Word for word, output the data, with none of its pictures.

SOURCE MATERIAL section start

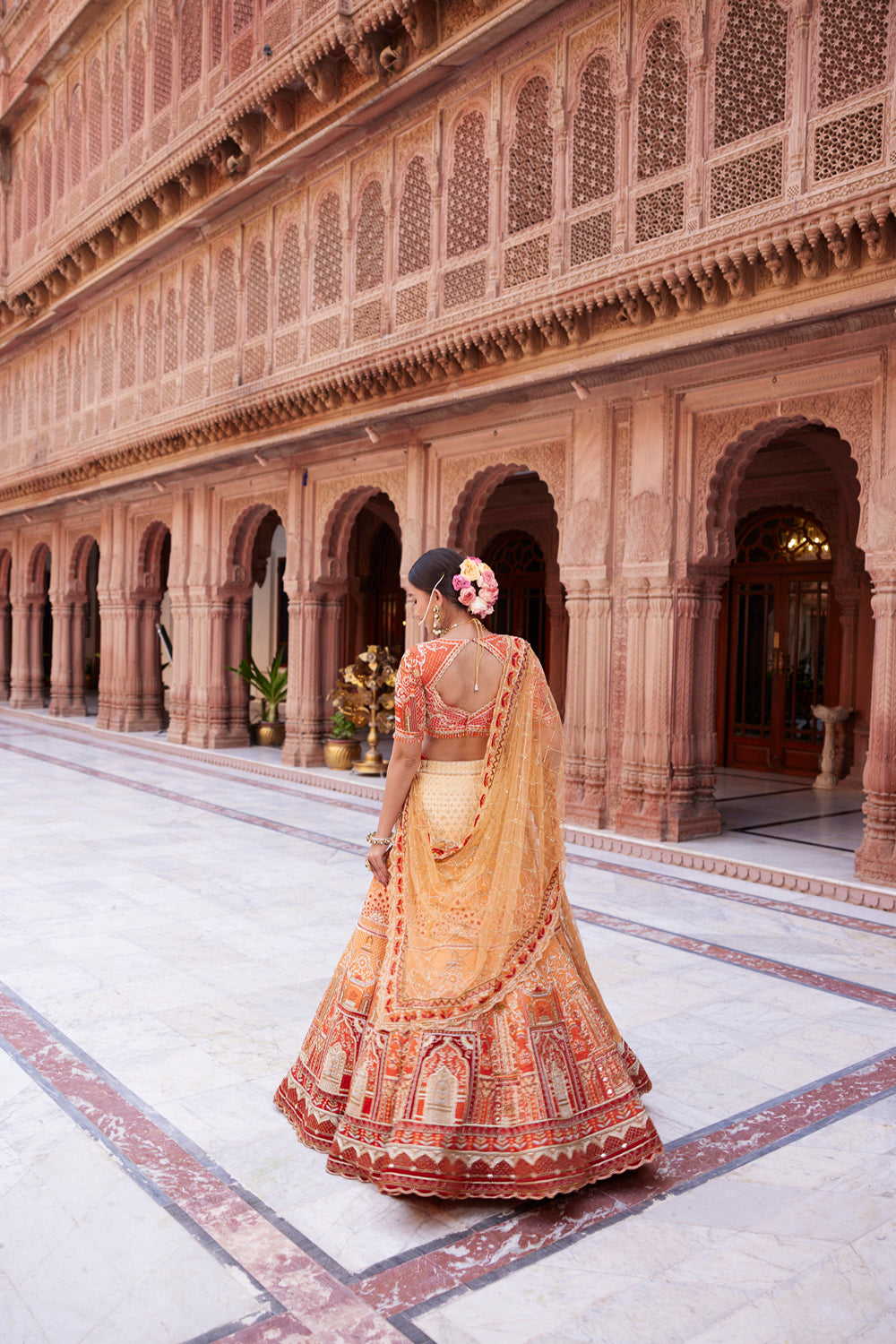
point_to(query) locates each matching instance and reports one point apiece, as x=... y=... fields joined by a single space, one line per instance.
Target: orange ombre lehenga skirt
x=519 y=1090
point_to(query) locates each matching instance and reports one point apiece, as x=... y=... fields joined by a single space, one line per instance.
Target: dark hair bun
x=435 y=570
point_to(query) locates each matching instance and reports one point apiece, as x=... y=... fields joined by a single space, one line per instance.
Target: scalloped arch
x=473 y=497
x=731 y=467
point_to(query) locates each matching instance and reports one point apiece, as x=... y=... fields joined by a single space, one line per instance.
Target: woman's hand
x=376 y=862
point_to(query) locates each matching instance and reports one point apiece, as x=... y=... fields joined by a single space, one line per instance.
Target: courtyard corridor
x=167 y=926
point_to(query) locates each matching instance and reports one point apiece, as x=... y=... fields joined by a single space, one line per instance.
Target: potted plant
x=271 y=688
x=365 y=694
x=340 y=750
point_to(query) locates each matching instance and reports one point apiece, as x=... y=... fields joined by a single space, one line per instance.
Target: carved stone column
x=62 y=669
x=632 y=784
x=179 y=672
x=77 y=702
x=876 y=857
x=236 y=652
x=5 y=650
x=306 y=728
x=692 y=806
x=589 y=610
x=21 y=680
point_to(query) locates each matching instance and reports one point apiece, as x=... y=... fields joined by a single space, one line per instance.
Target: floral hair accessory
x=476 y=586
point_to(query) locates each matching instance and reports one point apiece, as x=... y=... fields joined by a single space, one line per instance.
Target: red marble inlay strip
x=508 y=1244
x=297 y=1281
x=745 y=898
x=734 y=957
x=215 y=808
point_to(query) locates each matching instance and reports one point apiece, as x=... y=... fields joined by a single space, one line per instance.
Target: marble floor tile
x=182 y=951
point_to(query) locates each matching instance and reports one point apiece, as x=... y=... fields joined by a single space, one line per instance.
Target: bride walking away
x=462 y=1047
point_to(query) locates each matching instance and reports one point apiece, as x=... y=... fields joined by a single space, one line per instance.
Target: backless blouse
x=419 y=709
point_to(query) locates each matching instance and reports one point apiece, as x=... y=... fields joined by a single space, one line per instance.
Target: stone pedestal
x=831 y=718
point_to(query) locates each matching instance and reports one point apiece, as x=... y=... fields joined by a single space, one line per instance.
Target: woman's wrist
x=381 y=840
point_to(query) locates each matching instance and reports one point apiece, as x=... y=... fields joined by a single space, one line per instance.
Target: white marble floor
x=166 y=930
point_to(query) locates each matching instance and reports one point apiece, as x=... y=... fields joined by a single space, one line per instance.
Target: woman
x=462 y=1047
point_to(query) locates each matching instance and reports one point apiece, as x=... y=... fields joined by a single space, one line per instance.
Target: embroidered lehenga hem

SOURCE MATERIAL section end

__WRITTEN RESPONSE__:
point_to(query) locates each matching instance and reports one point apiece, as x=... y=... fields joined by a single space, one line per instance.
Target: orange ombre lehenga skirt
x=519 y=1090
point_to(query) locates each matching instance and reports one point apiece, as x=... y=... fields joined by a single space, one line per instance.
Target: dark hair bun
x=435 y=570
point_to(query) locates each matching instance and reports one point apiece, as x=... y=... fields joined by a single space, one line per instance.
Target: scalloped arch
x=473 y=497
x=731 y=467
point_to(query) locates each matching instance and reports one point apiece, as x=... y=... fields joined by a single space, one line per instance.
Target: woman's hand
x=376 y=862
point_to(query) locates each matching instance and reports one point apiece, as x=... y=... fields joined by a single space, one line per instance.
Target: courtyard corridor
x=167 y=926
point_to(query) locates each matching instance and reports one point apiece, as x=... y=... fields joined by a single space, one line per instance.
Target: potted plant
x=271 y=688
x=365 y=694
x=340 y=750
point_to(query) locates each matching instance and reports one point apiece, as x=... y=... fields joined by a single space, one line per instance.
Target: carved stone column
x=62 y=669
x=632 y=784
x=179 y=672
x=77 y=702
x=876 y=857
x=236 y=652
x=5 y=650
x=306 y=728
x=692 y=806
x=589 y=610
x=21 y=680
point_to(query) locates each matching instance and reports one point apiece, as x=... y=... fields joined by a single space, one line per instance.
Target: floral hair accessory
x=476 y=586
point_to(query) locates each matching instance and reports one point apiece, as x=... y=... fields joined by a single space, one line per instance.
Target: red marble inlay strip
x=508 y=1244
x=297 y=1281
x=745 y=898
x=734 y=957
x=215 y=808
point_to(query) locates each matching instance and reports one point apiece, as x=... y=... fields joined by a single space, one line per instance.
Target: marble floor tile
x=182 y=951
point_to(query) locates each matching instance and reports one point apiece, as x=... y=... fields joined by a single space, one line per instance.
Target: bride walking away
x=462 y=1047
point_to(query) locates each matching instance and reports one point apiece, as x=... y=... fields joined by a single space, one line per instance.
Target: backless blouse
x=419 y=709
point_to(query) locates each matching instance and reports one point apiece, as x=... y=... fields joined by a single space, one line per instance.
Target: stone pedestal
x=831 y=718
point_to(query) locates each matching instance and reports one point apiece, as x=... y=... fields joined by a single space, one line per instance.
Target: woman's wrist
x=381 y=840
point_to(query) locates each matching instance and reports one point apiece, as x=... y=... fields joined by a single space, one line per instance.
Target: white marble floor
x=166 y=930
point_to(query) locates each matching instance and reports one point apiece, as x=... y=... fields joined by a single space, one line per instance.
Target: woman
x=462 y=1047
point_to(query) locates each matching instance and reports one point apiece, as x=... y=... fields joined by a single space, one line per instance.
Target: embroidered lehenga hem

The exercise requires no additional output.